* [Task directions] Render the full listing below as a JSON list of strings with one string per line, skipping any blank lines.

Location labeling listing
------------------------------------
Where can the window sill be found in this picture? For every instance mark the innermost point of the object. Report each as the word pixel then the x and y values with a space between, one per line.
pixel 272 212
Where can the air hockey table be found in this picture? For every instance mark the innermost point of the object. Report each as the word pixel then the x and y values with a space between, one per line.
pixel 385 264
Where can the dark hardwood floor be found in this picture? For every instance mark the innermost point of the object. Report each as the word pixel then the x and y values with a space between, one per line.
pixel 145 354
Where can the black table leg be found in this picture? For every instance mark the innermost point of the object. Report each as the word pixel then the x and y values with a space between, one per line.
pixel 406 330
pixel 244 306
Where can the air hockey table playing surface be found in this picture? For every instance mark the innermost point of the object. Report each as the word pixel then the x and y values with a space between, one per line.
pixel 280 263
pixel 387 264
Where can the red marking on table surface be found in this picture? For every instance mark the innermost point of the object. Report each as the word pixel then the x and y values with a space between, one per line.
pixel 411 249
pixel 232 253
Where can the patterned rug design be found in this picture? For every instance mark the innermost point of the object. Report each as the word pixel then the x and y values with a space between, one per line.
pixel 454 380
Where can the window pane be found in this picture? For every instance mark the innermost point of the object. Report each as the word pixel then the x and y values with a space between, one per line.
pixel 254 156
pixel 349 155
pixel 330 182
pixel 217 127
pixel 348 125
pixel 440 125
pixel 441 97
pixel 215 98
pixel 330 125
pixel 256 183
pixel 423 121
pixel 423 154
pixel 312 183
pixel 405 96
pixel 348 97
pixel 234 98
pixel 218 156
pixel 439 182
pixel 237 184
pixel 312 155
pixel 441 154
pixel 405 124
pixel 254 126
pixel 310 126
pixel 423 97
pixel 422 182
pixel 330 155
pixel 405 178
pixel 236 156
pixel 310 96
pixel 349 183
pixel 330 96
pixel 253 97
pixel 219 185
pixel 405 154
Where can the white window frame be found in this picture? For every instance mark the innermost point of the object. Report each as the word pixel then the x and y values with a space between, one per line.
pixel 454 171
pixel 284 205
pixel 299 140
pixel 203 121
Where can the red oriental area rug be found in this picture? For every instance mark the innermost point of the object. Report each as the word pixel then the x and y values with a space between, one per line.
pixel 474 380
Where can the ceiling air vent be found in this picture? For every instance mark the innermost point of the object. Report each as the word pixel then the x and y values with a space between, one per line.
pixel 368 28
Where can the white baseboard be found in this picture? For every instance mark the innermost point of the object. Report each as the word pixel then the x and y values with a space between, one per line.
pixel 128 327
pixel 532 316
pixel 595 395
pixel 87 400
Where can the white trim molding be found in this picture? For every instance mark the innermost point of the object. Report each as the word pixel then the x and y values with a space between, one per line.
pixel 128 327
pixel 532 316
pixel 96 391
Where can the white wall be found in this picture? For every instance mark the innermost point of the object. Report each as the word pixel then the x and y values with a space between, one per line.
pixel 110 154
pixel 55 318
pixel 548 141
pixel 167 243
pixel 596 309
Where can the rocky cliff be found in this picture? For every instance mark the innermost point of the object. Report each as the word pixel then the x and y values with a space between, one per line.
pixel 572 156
------------------------------------
* [Response to this exercise]
[
  "Where can the window sill be found in this picture? For every instance mark the innermost point of the object. Report each as the word pixel then the x and y values with a space between, one per line.",
  "pixel 272 212",
  "Where can the air hockey table be found in this picture? For every instance mark the innermost point of the object. Report each as the word pixel then the x and y values with a space between, one per line.",
  "pixel 385 264",
  "Where can the dark hardwood floor be found in this picture? For every instance mark the innermost point of the object. Report each as the word pixel then the x and y values with a space between, one per line.",
  "pixel 145 354",
  "Where can the black table leg be found in this picture? For every instance mark the innermost point of the object. Report each as the word pixel then the x and y values with a space between, one per line.",
  "pixel 406 330",
  "pixel 244 306",
  "Where can the air hockey table playing surface be found in this picture? For every instance mark the innermost point of the object. Report each as the word pixel then the x and y values with a space between, one per line.",
  "pixel 280 263",
  "pixel 387 264",
  "Where can the red marking on table surface be found in this picture? For every instance mark the innermost point of the object. Report each as the word pixel then the x and y values with a space between, one per line.",
  "pixel 411 249",
  "pixel 232 253",
  "Where can the patterned rug design be found in this picture? For every instance mark the innermost point of the object. Report each as the word pixel then the x and y values with a space between, one per line.",
  "pixel 454 380",
  "Where can the window pane be found in this picture? For every instance mark the innermost point of the object. Report each as the word pixel then the x and y values with a space between, one per line.",
  "pixel 254 156",
  "pixel 349 155",
  "pixel 330 182",
  "pixel 217 127",
  "pixel 348 125",
  "pixel 440 125",
  "pixel 441 97",
  "pixel 215 98",
  "pixel 330 125",
  "pixel 256 183",
  "pixel 423 121",
  "pixel 423 154",
  "pixel 312 183",
  "pixel 405 96",
  "pixel 348 97",
  "pixel 234 98",
  "pixel 218 156",
  "pixel 439 182",
  "pixel 237 184",
  "pixel 312 155",
  "pixel 441 154",
  "pixel 405 124",
  "pixel 254 126",
  "pixel 310 126",
  "pixel 423 97",
  "pixel 422 182",
  "pixel 330 155",
  "pixel 405 178",
  "pixel 236 156",
  "pixel 310 96",
  "pixel 349 183",
  "pixel 330 96",
  "pixel 253 97",
  "pixel 219 185",
  "pixel 405 154",
  "Where can the white window frame be found in this picture? For every instance mark the innermost point of the object. Report each as the word pixel then the x and y values with a space between, one per line.",
  "pixel 454 171",
  "pixel 284 205",
  "pixel 299 140",
  "pixel 203 121",
  "Where can the red oriental area rug be found in this picture? For every instance mark the innermost point of the object. Report each as the word pixel then the x and y values with a space between, one per line.",
  "pixel 474 380",
  "Where can the ceiling air vent be found in this picture? For every instance mark the innermost point of the object. Report each as the word pixel then the x and y values with a space between, one per line.",
  "pixel 368 28",
  "Where can the white baseboard be found in this picture? For every instance mark the innermost point of the object. Report each as the word pixel then the x and y values with a space between, one per line.",
  "pixel 128 327",
  "pixel 532 316",
  "pixel 595 395",
  "pixel 87 400",
  "Where can the white trim molding be found in this picture? For every instance mark the innermost point of the object. Report each as the word pixel then the x and y values with a space between, one per line.",
  "pixel 128 327",
  "pixel 532 316",
  "pixel 96 391",
  "Where can the white wall be found in this picture? For every instance mark the innermost point of the object. Report each as the word pixel then the x and y values with a space between, one per line.",
  "pixel 110 154",
  "pixel 55 318",
  "pixel 548 141",
  "pixel 167 243",
  "pixel 596 309",
  "Where can the rocky cliff be found in this picture? For every instance mark the innermost point of the object. Report each as the word pixel then the x and y values with a space between, one per line.",
  "pixel 572 156"
]